YOUR TASK - Among these records, which lines include "switch"? Copy them out.

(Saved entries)

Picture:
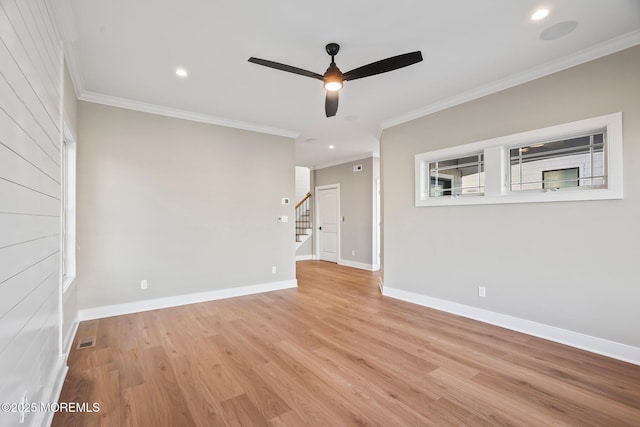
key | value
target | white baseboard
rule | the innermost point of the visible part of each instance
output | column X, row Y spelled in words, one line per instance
column 601, row 346
column 52, row 392
column 360, row 265
column 68, row 340
column 154, row 304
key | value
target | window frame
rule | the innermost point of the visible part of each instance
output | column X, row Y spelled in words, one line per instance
column 496, row 167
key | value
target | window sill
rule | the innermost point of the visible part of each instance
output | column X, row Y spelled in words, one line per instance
column 525, row 197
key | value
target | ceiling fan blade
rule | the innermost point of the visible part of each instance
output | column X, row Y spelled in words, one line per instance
column 384, row 65
column 284, row 67
column 331, row 103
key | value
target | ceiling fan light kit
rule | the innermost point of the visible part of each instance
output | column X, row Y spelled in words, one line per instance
column 334, row 79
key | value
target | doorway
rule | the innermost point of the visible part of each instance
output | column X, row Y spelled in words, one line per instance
column 328, row 222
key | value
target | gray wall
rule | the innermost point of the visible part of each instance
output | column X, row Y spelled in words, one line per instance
column 188, row 206
column 572, row 265
column 31, row 361
column 356, row 206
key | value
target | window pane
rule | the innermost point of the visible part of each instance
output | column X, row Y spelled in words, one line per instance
column 457, row 177
column 573, row 162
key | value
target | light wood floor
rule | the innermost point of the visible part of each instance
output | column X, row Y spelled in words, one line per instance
column 334, row 352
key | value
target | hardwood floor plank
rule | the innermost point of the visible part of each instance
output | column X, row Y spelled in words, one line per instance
column 334, row 352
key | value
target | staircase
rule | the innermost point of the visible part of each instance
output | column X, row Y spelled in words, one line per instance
column 303, row 220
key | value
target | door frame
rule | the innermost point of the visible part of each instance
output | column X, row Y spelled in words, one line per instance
column 317, row 190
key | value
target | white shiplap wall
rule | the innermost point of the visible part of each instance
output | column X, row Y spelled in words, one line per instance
column 31, row 364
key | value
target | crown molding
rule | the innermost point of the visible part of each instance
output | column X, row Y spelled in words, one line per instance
column 344, row 160
column 182, row 114
column 603, row 49
column 65, row 24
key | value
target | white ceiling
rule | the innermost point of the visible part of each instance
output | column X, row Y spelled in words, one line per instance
column 124, row 52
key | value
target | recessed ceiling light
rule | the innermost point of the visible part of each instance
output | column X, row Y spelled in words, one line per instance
column 539, row 14
column 181, row 72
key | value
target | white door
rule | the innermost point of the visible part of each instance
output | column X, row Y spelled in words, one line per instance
column 328, row 200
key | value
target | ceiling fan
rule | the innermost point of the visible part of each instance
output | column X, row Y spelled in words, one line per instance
column 333, row 78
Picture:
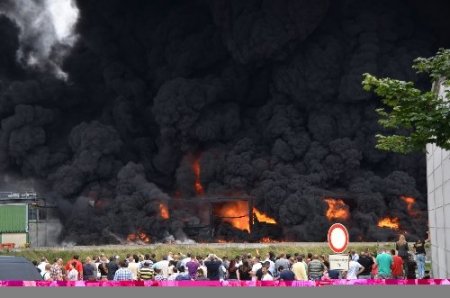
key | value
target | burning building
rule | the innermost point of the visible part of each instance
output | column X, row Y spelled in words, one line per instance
column 151, row 120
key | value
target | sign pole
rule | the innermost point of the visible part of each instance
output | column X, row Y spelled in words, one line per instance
column 338, row 240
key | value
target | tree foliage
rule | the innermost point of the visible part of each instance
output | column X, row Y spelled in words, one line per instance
column 417, row 117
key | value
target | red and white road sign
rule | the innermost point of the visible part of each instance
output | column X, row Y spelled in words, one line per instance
column 338, row 238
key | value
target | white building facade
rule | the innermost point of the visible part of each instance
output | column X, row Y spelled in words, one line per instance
column 438, row 182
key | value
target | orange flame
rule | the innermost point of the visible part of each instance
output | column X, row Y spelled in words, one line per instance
column 337, row 209
column 163, row 211
column 409, row 205
column 197, row 185
column 235, row 213
column 267, row 240
column 139, row 236
column 131, row 237
column 261, row 217
column 390, row 223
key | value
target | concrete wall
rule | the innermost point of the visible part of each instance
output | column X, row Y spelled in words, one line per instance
column 438, row 181
column 44, row 233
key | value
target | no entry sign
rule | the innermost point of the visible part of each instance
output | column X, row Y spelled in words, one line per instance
column 338, row 238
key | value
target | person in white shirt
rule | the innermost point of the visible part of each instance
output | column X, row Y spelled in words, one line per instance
column 256, row 266
column 266, row 274
column 133, row 266
column 42, row 264
column 272, row 264
column 185, row 260
column 72, row 275
column 354, row 255
column 46, row 275
column 354, row 269
column 163, row 266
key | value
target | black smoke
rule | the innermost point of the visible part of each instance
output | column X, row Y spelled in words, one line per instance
column 266, row 94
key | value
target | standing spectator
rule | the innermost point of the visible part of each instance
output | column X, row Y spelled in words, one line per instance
column 354, row 256
column 411, row 267
column 232, row 270
column 78, row 267
column 366, row 261
column 158, row 275
column 42, row 264
column 174, row 273
column 47, row 275
column 201, row 261
column 145, row 273
column 315, row 268
column 123, row 273
column 103, row 258
column 147, row 260
column 183, row 275
column 354, row 269
column 397, row 266
column 282, row 261
column 163, row 265
column 185, row 260
column 285, row 274
column 419, row 248
column 201, row 275
column 213, row 265
column 402, row 248
column 384, row 263
column 256, row 266
column 56, row 272
column 103, row 270
column 244, row 271
column 192, row 267
column 133, row 266
column 35, row 264
column 265, row 272
column 374, row 272
column 112, row 267
column 72, row 274
column 299, row 269
column 89, row 270
column 269, row 257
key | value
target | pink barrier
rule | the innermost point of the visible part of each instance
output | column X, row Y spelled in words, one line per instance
column 228, row 283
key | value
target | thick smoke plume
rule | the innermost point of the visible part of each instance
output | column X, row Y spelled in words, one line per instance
column 264, row 94
column 46, row 31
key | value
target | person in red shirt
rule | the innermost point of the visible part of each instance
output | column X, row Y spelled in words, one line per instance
column 397, row 266
column 78, row 267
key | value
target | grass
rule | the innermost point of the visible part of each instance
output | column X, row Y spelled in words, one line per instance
column 161, row 250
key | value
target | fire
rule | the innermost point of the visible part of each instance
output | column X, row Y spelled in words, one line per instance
column 163, row 211
column 235, row 213
column 198, row 185
column 261, row 217
column 337, row 209
column 267, row 240
column 139, row 236
column 387, row 222
column 409, row 205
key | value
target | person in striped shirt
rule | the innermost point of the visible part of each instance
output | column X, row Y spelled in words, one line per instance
column 123, row 273
column 145, row 273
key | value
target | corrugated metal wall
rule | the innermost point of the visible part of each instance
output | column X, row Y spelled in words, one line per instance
column 13, row 218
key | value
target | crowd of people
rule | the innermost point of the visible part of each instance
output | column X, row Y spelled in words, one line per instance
column 399, row 263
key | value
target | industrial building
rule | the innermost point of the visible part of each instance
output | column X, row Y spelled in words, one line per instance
column 27, row 220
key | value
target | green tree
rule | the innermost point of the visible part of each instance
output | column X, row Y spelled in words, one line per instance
column 416, row 117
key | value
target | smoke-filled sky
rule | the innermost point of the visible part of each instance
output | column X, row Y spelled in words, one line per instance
column 106, row 105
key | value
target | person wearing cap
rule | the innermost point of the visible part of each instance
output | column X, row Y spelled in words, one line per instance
column 145, row 273
column 163, row 266
column 112, row 267
column 213, row 265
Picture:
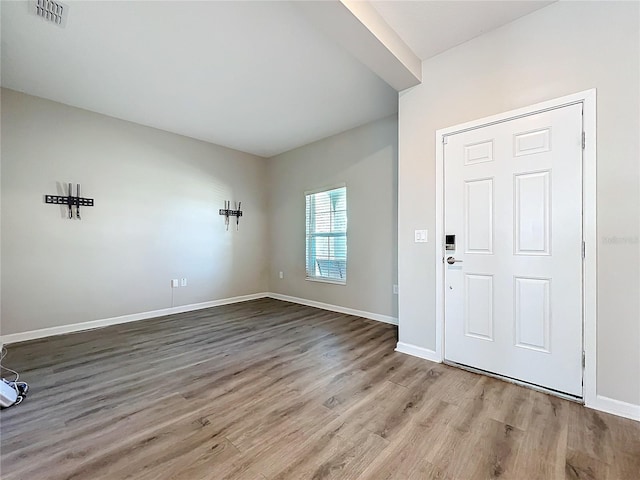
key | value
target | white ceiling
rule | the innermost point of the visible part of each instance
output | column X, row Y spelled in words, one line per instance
column 253, row 76
column 431, row 27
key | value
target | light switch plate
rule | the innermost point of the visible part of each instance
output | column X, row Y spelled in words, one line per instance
column 421, row 236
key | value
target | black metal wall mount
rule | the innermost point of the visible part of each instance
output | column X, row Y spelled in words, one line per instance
column 227, row 212
column 70, row 200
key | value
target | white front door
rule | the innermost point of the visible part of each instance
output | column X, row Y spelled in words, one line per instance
column 513, row 201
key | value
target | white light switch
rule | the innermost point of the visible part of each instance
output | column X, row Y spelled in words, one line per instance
column 421, row 236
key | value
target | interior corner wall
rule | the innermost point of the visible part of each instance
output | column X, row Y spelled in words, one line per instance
column 155, row 218
column 365, row 158
column 561, row 49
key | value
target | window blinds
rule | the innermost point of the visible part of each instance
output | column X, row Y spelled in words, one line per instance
column 326, row 235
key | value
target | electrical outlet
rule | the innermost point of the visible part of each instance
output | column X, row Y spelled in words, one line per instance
column 421, row 236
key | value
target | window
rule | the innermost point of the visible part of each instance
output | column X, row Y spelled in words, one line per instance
column 327, row 235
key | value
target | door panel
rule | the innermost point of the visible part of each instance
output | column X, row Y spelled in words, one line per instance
column 513, row 198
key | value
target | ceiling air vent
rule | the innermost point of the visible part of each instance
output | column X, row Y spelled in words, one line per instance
column 54, row 12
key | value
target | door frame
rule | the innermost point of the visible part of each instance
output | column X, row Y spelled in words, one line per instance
column 589, row 266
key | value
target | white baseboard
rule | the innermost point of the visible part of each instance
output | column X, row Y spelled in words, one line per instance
column 615, row 407
column 105, row 322
column 418, row 352
column 335, row 308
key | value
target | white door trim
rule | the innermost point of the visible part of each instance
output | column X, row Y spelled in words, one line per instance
column 588, row 100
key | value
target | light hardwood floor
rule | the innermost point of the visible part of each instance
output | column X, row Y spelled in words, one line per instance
column 272, row 390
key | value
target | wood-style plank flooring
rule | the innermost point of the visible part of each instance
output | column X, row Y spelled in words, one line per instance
column 273, row 390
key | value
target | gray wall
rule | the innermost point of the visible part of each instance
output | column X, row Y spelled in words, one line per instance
column 364, row 158
column 156, row 218
column 562, row 49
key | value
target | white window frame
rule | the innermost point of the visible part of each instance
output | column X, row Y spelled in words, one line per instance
column 320, row 279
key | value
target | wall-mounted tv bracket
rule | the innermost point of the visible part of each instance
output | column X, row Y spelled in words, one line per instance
column 70, row 201
column 227, row 212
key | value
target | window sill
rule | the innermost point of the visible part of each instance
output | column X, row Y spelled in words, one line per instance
column 326, row 280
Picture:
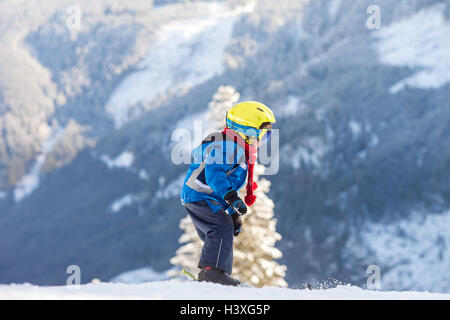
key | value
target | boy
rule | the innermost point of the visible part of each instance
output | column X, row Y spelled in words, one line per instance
column 210, row 191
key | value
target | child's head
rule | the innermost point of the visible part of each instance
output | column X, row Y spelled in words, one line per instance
column 251, row 120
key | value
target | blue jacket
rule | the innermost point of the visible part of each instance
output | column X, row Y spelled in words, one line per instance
column 219, row 166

COMPLETED EXERCISE -
target | light switch plate
target | white light switch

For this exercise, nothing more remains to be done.